■ Exercise:
Print everything from the first of the lines below down through the line containing "coordinates: whole pixels, x", copying them exactly.
* Begin Stored data *
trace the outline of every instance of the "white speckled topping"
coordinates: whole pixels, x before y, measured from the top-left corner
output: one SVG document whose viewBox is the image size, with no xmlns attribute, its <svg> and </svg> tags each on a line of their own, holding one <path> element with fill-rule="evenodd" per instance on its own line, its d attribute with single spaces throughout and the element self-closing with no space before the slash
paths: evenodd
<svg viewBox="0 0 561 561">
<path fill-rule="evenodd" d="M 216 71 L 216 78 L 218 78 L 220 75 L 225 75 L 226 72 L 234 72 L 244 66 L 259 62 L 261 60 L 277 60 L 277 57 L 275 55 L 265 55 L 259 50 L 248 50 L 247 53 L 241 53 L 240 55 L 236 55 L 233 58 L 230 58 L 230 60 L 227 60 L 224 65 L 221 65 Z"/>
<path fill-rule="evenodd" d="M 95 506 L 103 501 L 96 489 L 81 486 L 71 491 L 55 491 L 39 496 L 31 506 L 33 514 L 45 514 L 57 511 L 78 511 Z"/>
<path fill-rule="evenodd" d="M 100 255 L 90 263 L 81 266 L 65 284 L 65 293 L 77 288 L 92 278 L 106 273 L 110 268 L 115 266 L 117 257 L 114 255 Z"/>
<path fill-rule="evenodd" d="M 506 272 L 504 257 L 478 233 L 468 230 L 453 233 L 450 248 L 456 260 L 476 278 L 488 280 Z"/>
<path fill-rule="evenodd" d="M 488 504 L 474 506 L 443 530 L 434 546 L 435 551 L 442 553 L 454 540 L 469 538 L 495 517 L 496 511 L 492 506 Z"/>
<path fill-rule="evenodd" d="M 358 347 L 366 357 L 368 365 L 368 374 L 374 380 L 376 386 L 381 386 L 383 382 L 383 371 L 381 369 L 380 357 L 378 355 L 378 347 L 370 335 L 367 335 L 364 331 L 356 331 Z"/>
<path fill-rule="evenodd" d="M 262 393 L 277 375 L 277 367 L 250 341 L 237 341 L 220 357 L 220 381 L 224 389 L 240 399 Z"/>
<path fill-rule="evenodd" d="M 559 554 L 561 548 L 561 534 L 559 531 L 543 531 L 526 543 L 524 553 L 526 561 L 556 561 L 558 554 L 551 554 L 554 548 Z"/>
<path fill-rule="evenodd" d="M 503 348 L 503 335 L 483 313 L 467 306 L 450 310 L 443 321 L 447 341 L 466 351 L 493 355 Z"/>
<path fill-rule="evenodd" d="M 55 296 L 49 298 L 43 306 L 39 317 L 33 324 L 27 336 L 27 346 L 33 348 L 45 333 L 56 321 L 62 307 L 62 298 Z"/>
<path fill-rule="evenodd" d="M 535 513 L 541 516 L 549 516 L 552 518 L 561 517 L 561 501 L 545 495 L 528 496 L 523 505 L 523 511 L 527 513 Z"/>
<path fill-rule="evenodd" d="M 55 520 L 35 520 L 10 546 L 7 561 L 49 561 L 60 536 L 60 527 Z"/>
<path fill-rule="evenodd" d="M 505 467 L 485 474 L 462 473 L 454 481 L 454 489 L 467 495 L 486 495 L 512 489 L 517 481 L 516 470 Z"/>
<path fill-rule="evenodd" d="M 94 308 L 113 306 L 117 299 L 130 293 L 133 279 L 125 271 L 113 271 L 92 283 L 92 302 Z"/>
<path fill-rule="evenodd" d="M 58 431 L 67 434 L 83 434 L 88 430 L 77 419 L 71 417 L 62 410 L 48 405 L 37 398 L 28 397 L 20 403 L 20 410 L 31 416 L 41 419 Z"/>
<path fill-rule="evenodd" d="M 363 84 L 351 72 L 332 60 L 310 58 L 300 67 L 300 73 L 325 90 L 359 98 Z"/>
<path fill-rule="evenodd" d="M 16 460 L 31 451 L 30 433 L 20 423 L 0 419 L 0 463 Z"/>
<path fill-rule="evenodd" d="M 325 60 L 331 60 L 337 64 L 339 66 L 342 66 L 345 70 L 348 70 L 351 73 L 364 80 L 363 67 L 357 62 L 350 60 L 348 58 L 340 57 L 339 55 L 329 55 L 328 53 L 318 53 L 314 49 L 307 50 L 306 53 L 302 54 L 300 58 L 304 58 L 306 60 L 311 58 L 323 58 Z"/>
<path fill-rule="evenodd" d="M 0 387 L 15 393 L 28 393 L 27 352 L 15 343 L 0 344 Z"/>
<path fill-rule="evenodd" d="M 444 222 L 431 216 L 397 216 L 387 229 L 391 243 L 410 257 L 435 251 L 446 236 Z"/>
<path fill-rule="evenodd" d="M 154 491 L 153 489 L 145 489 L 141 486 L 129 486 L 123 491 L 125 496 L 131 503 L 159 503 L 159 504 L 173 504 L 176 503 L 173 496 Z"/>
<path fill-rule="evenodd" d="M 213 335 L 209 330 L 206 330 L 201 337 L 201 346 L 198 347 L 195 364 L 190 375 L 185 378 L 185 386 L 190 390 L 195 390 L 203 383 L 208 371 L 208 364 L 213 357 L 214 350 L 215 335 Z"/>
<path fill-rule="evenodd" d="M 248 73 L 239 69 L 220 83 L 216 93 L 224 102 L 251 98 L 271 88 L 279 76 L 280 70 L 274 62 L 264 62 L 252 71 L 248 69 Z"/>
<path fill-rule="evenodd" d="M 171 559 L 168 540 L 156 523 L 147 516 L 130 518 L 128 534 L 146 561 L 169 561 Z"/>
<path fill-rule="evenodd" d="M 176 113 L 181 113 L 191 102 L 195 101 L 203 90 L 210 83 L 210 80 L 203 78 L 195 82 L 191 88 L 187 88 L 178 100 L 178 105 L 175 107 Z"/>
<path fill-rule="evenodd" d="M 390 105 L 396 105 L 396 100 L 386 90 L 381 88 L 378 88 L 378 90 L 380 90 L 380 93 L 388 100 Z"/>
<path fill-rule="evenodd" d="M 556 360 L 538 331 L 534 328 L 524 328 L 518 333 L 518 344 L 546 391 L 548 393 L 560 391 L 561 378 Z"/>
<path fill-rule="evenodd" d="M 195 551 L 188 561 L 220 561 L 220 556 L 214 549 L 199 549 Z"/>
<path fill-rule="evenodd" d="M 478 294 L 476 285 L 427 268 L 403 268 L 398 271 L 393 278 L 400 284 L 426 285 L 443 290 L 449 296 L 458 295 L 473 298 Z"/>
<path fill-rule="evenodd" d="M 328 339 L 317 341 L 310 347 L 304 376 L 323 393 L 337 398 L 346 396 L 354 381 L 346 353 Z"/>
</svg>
* End Stored data *
■ Correct output:
trace the outline of every instance of the "white speckled topping"
coordinates: whole pixels, x before y, measured from the top-left corner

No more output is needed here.